Natural language region descriptions →
* * * * * * * * *
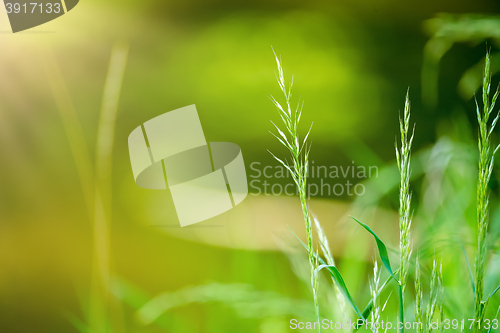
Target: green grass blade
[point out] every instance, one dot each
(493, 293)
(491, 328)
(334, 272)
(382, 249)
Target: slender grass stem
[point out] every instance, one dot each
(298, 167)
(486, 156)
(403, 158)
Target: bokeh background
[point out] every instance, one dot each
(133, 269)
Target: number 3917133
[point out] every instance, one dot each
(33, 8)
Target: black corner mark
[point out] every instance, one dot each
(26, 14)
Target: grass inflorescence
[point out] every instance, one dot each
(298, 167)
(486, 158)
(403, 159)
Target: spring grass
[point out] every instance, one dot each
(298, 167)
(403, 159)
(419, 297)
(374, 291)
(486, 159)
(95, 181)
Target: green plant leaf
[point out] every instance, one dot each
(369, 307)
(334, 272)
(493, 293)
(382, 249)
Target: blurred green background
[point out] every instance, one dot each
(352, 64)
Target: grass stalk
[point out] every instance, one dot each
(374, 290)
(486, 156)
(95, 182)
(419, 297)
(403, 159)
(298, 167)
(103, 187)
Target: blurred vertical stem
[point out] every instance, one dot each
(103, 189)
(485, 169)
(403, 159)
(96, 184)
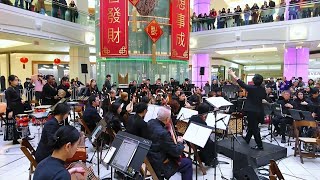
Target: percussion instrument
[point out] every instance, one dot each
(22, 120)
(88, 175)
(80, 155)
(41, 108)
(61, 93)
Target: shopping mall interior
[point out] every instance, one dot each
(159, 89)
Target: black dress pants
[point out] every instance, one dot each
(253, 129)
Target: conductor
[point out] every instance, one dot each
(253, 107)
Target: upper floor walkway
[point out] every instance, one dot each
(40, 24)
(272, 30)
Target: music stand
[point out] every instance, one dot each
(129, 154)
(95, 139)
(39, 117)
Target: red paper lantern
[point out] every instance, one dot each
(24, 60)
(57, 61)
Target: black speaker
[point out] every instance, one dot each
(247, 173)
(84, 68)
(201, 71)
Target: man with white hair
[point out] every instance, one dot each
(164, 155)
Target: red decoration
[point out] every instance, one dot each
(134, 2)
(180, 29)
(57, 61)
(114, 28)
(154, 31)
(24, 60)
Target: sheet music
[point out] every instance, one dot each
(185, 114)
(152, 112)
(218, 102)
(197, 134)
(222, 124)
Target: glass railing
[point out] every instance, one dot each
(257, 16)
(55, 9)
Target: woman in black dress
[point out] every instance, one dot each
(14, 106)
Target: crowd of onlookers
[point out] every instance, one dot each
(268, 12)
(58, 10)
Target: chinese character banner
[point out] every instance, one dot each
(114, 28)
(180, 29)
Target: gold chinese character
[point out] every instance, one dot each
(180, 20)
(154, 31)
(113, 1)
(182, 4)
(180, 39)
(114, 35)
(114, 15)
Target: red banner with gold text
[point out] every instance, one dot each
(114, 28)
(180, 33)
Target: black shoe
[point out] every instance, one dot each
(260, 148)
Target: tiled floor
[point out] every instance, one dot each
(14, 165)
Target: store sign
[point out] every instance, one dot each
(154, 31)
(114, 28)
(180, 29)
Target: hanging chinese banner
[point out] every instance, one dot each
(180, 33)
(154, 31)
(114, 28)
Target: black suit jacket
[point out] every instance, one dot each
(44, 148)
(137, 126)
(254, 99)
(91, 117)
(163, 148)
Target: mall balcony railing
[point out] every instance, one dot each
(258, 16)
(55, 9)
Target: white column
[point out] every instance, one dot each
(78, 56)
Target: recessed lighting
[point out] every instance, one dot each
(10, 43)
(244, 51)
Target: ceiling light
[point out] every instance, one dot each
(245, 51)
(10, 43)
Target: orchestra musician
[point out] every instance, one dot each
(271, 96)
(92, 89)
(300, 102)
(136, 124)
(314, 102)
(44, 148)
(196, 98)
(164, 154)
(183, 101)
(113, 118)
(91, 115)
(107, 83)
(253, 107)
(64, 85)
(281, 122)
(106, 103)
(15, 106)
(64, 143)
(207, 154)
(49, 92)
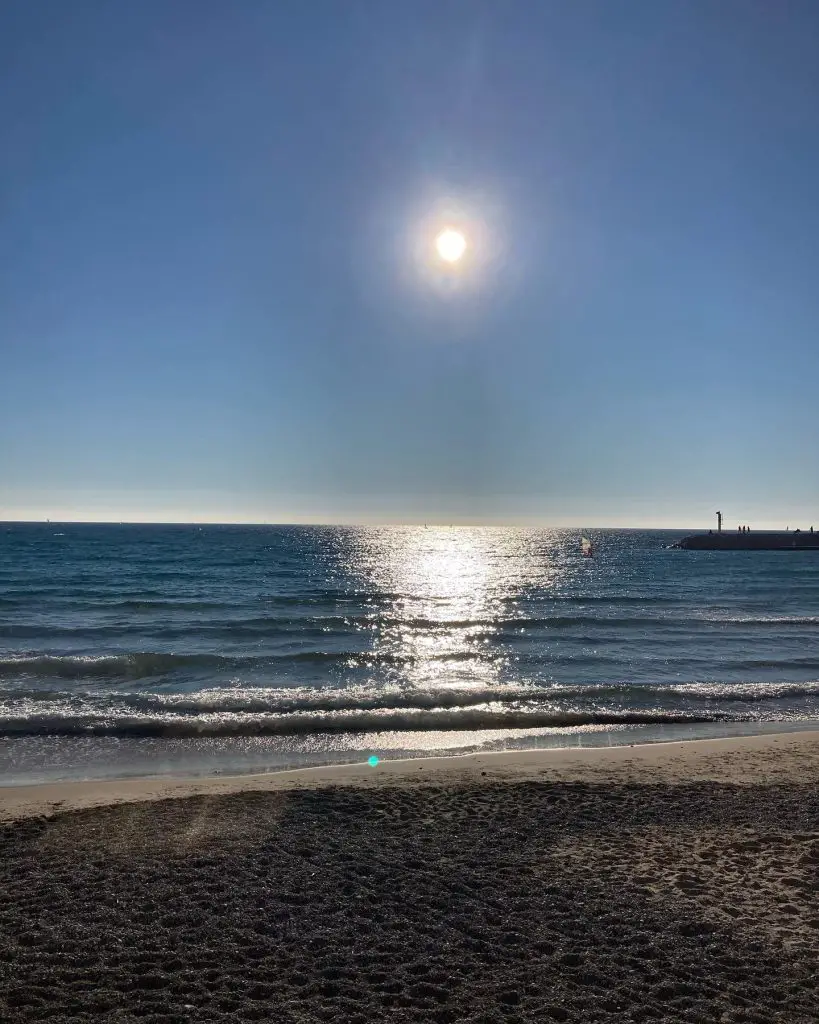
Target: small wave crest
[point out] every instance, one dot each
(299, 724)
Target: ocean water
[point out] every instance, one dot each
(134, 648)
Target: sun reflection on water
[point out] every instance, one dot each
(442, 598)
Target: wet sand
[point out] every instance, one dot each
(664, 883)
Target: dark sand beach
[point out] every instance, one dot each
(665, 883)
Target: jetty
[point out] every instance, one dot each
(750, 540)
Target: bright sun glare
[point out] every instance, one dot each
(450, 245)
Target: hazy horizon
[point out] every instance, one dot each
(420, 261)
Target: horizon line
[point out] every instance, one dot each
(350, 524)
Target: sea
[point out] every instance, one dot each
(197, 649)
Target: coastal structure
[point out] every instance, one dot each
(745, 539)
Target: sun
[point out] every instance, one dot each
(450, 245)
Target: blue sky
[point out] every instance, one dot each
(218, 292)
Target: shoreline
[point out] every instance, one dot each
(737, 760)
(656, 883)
* * * * * * * * *
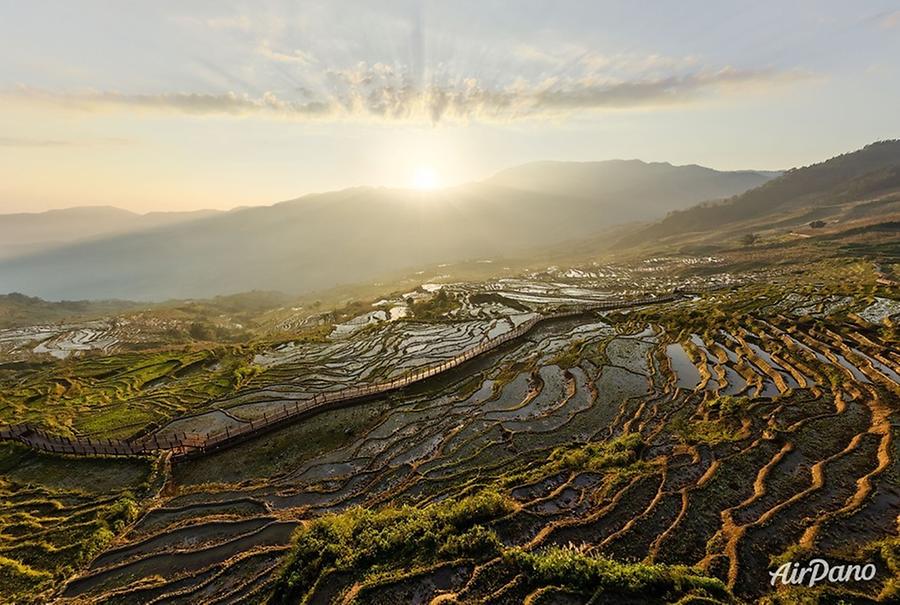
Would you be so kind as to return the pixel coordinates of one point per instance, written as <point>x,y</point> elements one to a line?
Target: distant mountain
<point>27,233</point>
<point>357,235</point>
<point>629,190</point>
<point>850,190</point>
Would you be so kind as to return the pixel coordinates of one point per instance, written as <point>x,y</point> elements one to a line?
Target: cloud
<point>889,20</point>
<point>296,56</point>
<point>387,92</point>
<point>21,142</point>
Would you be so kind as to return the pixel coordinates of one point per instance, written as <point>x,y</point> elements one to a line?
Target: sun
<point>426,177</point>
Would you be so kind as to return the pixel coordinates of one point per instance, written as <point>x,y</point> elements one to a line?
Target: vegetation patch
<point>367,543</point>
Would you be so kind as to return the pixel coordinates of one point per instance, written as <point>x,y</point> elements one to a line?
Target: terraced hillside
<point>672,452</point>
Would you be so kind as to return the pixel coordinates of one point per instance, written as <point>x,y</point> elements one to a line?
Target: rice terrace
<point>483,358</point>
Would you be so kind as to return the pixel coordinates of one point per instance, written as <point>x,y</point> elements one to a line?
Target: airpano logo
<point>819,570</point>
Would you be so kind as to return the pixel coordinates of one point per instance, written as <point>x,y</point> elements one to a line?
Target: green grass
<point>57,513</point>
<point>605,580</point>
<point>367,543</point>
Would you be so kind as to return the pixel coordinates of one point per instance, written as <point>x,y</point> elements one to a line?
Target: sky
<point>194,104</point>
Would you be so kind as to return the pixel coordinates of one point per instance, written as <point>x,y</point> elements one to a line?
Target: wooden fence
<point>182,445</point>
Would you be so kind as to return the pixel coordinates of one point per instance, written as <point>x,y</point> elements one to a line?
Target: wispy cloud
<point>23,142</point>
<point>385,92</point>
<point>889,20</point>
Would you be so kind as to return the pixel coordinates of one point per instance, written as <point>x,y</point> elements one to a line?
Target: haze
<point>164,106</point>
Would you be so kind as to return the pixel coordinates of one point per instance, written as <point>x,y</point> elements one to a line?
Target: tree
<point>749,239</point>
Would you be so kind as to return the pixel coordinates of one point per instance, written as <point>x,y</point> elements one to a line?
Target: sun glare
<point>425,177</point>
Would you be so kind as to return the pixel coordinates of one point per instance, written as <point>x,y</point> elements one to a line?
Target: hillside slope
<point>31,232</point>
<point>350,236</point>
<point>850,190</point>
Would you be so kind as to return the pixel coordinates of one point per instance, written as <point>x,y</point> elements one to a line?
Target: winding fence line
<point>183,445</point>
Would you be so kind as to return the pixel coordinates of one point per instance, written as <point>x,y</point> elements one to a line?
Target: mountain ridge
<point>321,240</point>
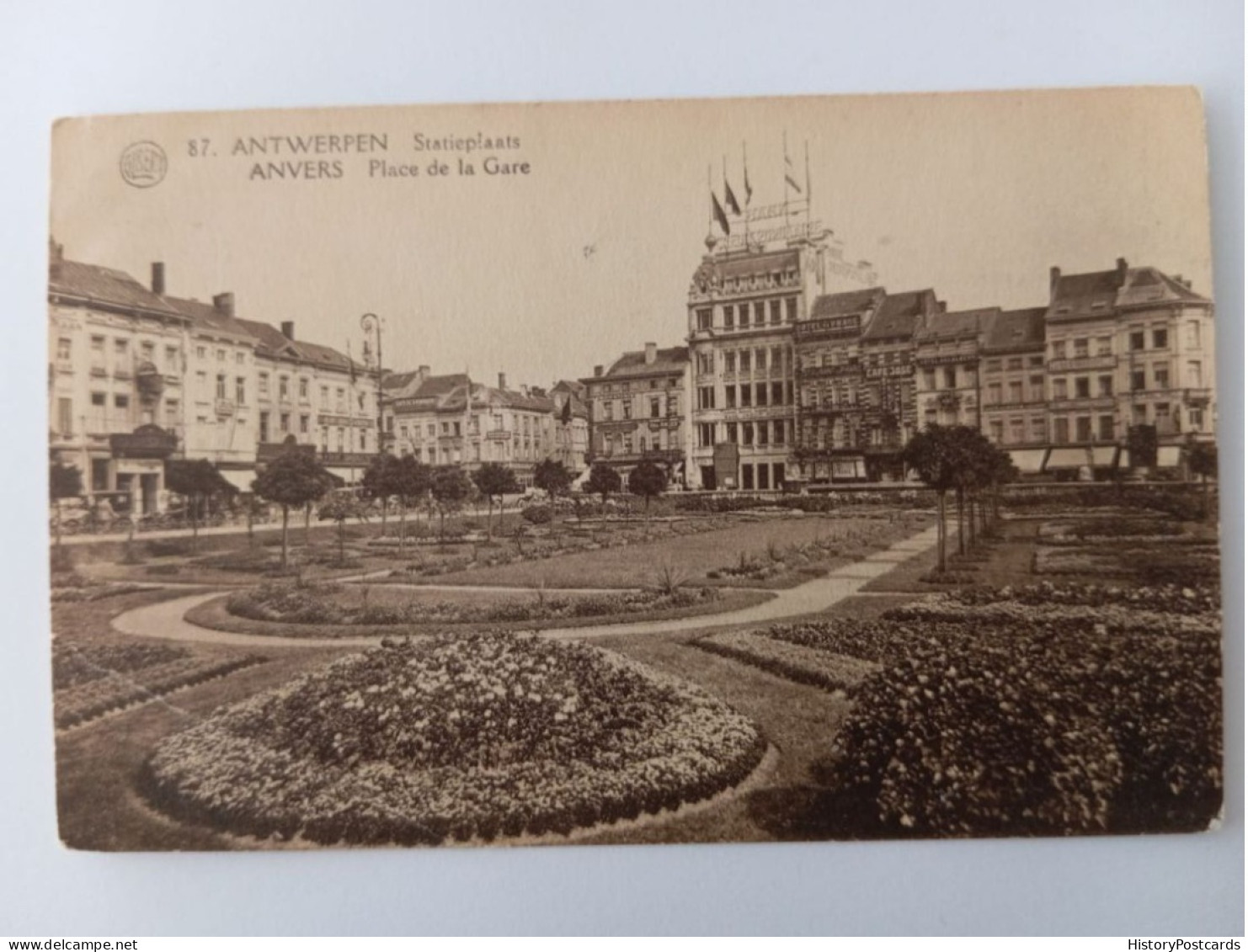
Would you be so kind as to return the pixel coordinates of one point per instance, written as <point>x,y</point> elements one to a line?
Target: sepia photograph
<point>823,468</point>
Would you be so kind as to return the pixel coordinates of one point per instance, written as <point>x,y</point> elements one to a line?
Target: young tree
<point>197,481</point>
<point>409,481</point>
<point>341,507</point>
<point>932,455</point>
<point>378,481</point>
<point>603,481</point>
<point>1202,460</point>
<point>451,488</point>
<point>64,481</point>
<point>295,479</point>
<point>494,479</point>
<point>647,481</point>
* * * * * * * * *
Would you please copy all lines in the data that contain the word "black"?

WRITTEN REPLY →
Target: black corner mark
Target: black dress pants
Target: black speaker
Target: woman in black dress
Target: black shoe
Target: black suit jacket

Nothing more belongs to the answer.